Going through the entries below, copy out each line that contains "stump".

== == ==

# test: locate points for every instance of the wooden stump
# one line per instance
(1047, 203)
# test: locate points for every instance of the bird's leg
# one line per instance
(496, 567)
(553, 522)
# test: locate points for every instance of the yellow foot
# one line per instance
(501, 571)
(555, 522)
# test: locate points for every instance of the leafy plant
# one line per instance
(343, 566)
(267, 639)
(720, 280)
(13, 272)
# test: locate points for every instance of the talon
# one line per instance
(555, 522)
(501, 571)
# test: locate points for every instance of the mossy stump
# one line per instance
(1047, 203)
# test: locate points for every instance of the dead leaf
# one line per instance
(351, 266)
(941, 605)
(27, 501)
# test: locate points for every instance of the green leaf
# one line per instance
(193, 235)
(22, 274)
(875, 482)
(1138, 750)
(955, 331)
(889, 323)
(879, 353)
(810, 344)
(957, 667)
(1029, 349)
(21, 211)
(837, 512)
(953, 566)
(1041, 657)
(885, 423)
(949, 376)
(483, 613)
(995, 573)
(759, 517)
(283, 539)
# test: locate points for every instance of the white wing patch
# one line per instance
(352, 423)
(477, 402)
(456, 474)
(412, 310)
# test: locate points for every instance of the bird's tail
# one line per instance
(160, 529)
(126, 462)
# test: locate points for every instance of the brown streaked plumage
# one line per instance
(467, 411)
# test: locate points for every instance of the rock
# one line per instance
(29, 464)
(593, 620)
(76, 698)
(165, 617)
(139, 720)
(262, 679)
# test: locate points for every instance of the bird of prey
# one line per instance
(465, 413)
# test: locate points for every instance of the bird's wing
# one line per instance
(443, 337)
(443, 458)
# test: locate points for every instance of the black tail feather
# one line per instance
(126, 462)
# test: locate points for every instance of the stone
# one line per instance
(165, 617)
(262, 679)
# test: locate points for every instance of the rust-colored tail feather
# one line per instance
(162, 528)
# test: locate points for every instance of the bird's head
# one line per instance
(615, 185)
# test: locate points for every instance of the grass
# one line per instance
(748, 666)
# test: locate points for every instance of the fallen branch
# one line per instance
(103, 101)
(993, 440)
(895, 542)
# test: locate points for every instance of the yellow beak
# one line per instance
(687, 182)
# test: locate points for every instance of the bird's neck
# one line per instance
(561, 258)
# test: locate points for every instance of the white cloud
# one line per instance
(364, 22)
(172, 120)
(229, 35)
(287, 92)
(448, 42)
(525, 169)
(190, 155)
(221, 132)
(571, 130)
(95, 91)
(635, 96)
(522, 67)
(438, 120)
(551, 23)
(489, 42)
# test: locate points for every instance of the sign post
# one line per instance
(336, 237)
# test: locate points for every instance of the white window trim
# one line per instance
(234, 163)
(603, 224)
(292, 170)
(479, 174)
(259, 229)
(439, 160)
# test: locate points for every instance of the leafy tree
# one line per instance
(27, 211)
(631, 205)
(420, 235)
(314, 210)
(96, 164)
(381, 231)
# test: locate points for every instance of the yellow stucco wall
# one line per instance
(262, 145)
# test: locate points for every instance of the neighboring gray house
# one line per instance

== == ==

Task output:
# test: locate points for every instance of the wooden stump
# test: locate points for every instance of the mossy stump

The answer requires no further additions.